#### The task:
Could you extract the Nick Patten excerpt below and reproduce all of it word for word?

#### Page excerpt:
>>>>>

However, if you enjoy room interiors as I do, Patten’s beautifully refined and subtle work is certainly worth the effort. Note that there is an archive of sold paintings in addition to the main portfolio.

[Suggestion courtesy of Randall Imai]

[Addendum, July, 2012: I’m glad to report that Patten’s site has been redesigned; it is now much more straightforward, and easier to view his online gallery.]


6 responses to “Nick Patten”

  1. Nick’s interior paintings are truly beautiful. The colors, play of light and composition work your imagination immediately, not only almost holding your breath waiting to see who will come into the room, but also creating my own stories as to what has happened or will happen in each painting. Wonderful!

  2. Randall Imai Avatar
    Randall Imai

    I have been drawn to Patten’s paintings for many years, although I have never actually seen a real painting of his. What appeals to me about them is their meandering boundlessness, the silence of absence, the obvious quality of light (particularly on reflected surfaces), and the architectural quality of the spaces which are both ordinary and majestic.

<<<<<

A data block:
>>>>>

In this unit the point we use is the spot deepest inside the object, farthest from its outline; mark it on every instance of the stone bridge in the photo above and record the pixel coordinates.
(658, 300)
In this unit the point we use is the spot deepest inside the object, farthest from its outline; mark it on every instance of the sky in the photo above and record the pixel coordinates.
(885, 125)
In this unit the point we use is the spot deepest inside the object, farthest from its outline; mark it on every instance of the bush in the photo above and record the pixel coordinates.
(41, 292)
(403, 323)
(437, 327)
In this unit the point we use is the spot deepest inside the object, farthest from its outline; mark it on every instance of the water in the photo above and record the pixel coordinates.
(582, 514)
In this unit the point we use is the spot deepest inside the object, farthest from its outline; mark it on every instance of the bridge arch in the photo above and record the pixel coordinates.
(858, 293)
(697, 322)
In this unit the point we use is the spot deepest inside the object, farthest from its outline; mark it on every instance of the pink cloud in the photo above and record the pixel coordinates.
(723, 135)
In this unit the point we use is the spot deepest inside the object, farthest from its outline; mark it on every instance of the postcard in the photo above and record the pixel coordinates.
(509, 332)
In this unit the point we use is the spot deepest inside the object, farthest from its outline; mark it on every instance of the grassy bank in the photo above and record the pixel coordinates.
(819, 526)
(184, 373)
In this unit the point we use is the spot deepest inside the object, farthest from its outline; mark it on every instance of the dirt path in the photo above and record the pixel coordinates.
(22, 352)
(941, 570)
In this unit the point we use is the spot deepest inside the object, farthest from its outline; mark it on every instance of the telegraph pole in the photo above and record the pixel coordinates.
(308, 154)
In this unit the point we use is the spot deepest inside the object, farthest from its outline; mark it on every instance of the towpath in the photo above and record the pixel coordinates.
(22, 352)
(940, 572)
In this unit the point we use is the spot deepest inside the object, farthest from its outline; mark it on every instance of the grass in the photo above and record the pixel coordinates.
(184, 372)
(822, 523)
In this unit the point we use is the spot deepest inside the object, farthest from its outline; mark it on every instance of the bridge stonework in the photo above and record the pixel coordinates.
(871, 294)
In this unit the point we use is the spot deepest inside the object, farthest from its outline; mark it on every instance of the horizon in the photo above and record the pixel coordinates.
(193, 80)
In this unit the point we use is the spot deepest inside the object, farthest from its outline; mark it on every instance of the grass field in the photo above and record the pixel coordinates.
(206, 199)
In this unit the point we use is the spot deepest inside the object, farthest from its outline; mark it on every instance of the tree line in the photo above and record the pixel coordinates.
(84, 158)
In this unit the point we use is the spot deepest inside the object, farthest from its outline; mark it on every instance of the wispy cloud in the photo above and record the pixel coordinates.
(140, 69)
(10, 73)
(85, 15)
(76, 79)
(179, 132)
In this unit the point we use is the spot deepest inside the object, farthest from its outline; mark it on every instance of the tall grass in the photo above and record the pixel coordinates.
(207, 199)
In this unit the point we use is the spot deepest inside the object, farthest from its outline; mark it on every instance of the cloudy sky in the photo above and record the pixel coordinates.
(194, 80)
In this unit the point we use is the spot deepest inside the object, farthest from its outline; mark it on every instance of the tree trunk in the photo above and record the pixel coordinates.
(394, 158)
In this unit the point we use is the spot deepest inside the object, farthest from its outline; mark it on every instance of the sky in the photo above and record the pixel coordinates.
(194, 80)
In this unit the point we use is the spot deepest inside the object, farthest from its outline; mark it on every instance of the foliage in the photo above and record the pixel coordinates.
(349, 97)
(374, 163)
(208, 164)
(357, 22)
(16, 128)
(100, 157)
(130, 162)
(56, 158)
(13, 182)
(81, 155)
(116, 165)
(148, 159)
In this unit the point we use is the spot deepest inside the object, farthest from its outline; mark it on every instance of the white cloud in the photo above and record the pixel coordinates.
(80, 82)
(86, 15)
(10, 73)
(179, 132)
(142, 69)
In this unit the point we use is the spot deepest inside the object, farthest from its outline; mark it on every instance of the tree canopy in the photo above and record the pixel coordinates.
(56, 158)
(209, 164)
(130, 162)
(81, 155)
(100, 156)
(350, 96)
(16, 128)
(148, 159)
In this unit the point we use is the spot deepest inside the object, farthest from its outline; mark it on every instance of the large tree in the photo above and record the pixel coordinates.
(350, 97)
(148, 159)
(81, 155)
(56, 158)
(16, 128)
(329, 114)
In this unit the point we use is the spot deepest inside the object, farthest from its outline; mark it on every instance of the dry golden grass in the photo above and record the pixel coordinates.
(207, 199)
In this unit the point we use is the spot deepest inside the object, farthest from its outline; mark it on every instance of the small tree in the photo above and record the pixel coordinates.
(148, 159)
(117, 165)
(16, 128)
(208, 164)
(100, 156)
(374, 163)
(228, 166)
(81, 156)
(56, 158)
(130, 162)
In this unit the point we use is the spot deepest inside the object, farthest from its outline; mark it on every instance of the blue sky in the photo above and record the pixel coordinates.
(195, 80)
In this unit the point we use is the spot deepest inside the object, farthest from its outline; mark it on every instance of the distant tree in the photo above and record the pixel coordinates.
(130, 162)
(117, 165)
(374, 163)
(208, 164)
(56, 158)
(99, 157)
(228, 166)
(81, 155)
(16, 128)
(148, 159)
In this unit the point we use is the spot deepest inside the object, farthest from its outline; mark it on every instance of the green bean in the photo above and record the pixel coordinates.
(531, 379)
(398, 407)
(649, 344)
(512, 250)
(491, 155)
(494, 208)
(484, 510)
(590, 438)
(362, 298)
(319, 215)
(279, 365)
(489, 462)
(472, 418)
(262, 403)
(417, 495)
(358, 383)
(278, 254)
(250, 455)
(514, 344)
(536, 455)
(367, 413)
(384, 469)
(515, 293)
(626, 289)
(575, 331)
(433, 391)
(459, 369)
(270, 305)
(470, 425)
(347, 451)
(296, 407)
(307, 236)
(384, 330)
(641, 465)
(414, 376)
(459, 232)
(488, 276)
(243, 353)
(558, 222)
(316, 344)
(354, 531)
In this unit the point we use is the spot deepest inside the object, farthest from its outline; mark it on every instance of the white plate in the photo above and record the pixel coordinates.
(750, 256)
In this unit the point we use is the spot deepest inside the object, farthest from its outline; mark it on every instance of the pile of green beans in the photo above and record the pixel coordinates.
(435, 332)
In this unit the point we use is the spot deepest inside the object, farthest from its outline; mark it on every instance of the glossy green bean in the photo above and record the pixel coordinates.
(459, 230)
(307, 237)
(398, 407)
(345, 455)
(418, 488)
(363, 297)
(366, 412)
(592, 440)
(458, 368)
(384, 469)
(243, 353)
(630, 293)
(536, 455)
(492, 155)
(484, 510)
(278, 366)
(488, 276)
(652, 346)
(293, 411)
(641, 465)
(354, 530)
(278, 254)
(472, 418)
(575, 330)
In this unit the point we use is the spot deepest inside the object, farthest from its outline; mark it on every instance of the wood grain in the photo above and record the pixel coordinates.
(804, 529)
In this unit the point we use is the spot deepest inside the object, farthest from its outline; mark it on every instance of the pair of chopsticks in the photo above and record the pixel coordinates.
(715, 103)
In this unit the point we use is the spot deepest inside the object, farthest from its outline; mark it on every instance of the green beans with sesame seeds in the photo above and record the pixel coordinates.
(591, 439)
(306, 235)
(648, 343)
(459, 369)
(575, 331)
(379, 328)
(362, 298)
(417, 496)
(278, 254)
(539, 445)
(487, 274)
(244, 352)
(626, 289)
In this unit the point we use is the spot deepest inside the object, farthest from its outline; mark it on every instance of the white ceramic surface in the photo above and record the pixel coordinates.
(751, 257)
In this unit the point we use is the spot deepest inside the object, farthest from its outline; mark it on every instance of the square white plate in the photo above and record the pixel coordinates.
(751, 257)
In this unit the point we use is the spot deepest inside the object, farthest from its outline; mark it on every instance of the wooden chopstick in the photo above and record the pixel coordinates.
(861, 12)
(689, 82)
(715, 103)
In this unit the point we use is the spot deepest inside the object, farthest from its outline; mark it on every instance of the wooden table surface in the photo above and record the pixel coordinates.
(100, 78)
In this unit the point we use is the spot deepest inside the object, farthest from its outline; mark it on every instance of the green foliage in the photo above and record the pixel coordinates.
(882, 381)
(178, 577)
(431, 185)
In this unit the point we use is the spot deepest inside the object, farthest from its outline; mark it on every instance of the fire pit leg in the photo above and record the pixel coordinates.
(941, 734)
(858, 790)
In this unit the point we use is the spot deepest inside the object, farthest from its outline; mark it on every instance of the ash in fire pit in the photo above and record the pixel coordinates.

<<<<<

#### Worked solution:
However, if you enjoy room interiors as I do, Patten’s beautifully refined and subtle work is certainly worth the effort. Note that there is an archive of sold paintings in addition to the main portfolio.

[Suggestion courtesy of Randall Imai]

[Addendum, July, 2012: I’m glad to report that Patten’s site has been redesigned; it is now much more straightforward, and easier to view his online gallery.]


6 responses to “Nick Patten”

  1. Nick’s interior paintings are truly beautiful. The colors, play of light and composition work your imagination immediately, not only almost holding your breath waiting to see who will come into the room, but also creating my own stories as to what has happened or will happen in each painting. Wonderful!

  2. Randall Imai Avatar
    Randall Imai

    I have been drawn to Patten’s paintings for many years, although I have never actually seen a real painting of his. What appeals to me about them is their meandering boundlessness, the silence of absence, the obvious quality of light (particularly on reflected surfaces), and the architectural quality of the spaces which are both ordinary and majestic.